本文抜粋:
((
カン総理は逃げ管の異名どおりポーズだけでしょう。今度の補選の応援にも行かなかったし、形勢が不利になったらカンタンに見直しに変わると思いますよ。
たぶん官僚にマル投げですね。

マニフェストも、そんなのあったかーなんて顔をしてるじゃないですか。自衛隊の観閲式だっていやいやなのが丸わかりでも出席していますしね。

それよりは尖閣のビデオの方が管政権にはダメージになるのではないでしょうか。
ビデオの公開をしろ!と言い続ければ---。

SM3block2って技術的にも政治的に非常にハイレベルな話に発展してたんですね。
けれどだったらなぜ開発が始まる前に緩和しておかなかったのかと思うんです。
イランが核開発行っている可能性についてはもうずいぶん前から分かっていたことですし
欧州に迎撃ミサイルを配備するのはもはや必然ともいえる事態だったのはアメリカも分かっていた
はずですなんですが・・・

それにしても尖閣の問題でビデオ公開しない所見ると、よっぽど見せたらヤバイんだろうなァ
迎撃ミサイルについても緩和しないのはやっぱ中国の圧力と見ていいんだろうか。
どうしようもないゴミ政権だこと。

みやとん 様
「認めないとヤバイですよ。」とちゃんと忠告してくれる人が首相の周りにいれば良いんですが……
いままでの行動を見ても、スタッフ不足のような気が……

ビデオは、いよいよ明日国会提出になりますね。
))
出典資料:
((
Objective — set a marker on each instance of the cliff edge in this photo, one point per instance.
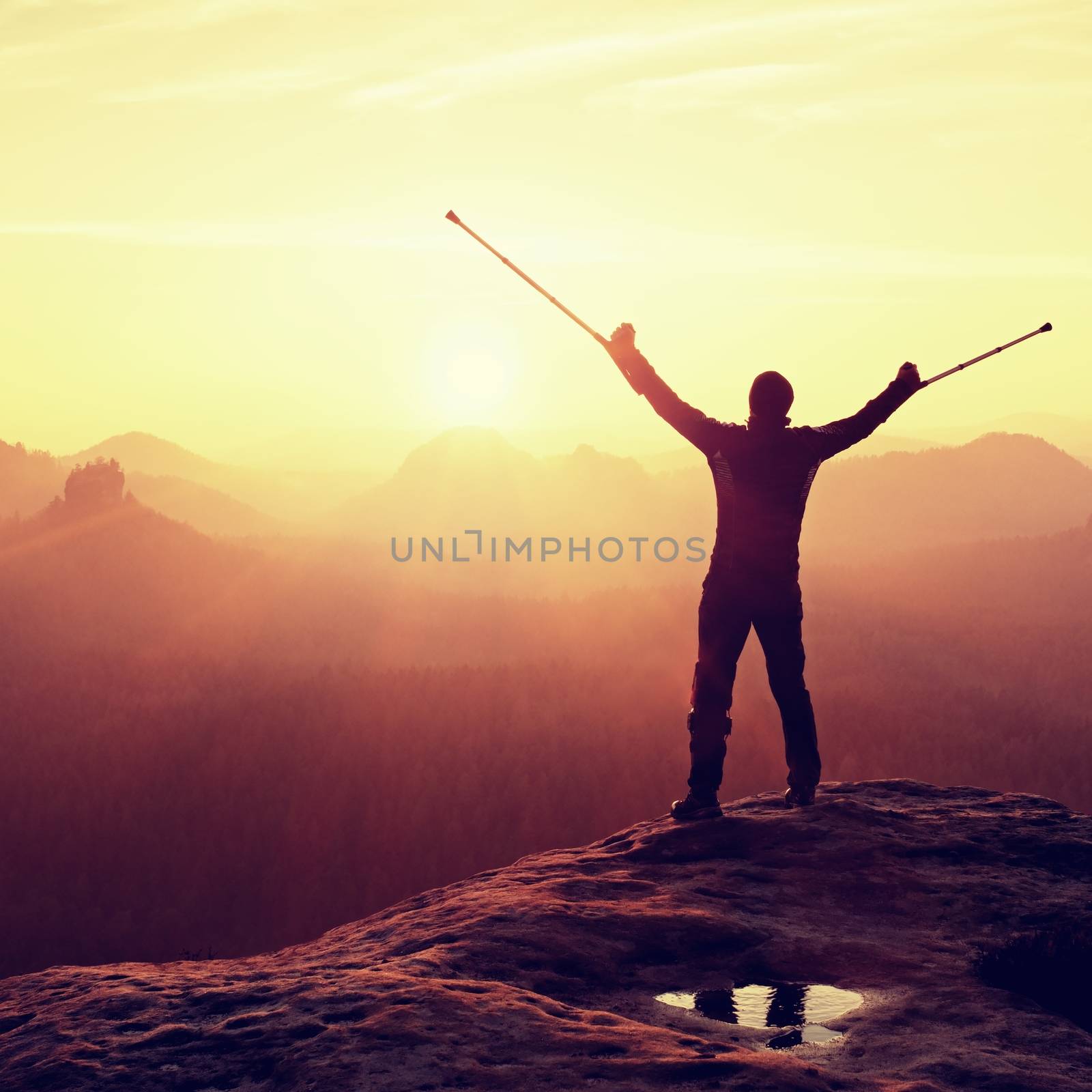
))
練習問題:
• a. 「SM3block2って技術的」で始まり「どうしようもないゴミ政権だこと。」で終わる部分を、抜粋から一字一句違えずに書き写しなさい。
• b. 尖閣ビデオと政権をめぐる書き込みの文章を、最後の文の後から書き継ぎなさい。

解答例:
• a.
SM3block2って技術的にも政治的に非常にハイレベルな話に発展してたんですね。
けれどだったらなぜ開発が始まる前に緩和しておかなかったのかと思うんです。
イランが核開発行っている可能性についてはもうずいぶん前から分かっていたことですし
欧州に迎撃ミサイルを配備するのはもはや必然ともいえる事態だったのはアメリカも分かっていた
はずですなんですが・・・

それにしても尖閣の問題でビデオ公開しない所見ると、よっぽど見せたらヤバイんだろうなァ
迎撃ミサイルについても緩和しないのはやっぱ中国の圧力と見ていいんだろうか。
どうしようもないゴミ政権だこと。

• b.
目にした自民の議員がどう動くか注目です。

ナオ 様
SM-3の陸上配備型の話が出てきたのは、結構最近です。
それまでは欧州はGBIで行く方向でしたから。
日本とすれば、急に風向きが変ったという所でしょうか。

ビデオは、公開したら一気に国民が怒り出すような代物なんじゃないかと思えますよね。
公開には徹底して抵抗しそうな雰囲気ですから。

個人的には、武器輸出三原則を堅持してもらいたいと思っていますが、
予算という厳しい現実と最先端の技術から取り残される可能性を考えると、
三原則は見直ししなければならないと思います。

やん 様
むやみに輸出して良い訳ではないですが、兵器の国際共同開発は、もはや標準になりつつありますから、当然見直すべきだろうと思っております。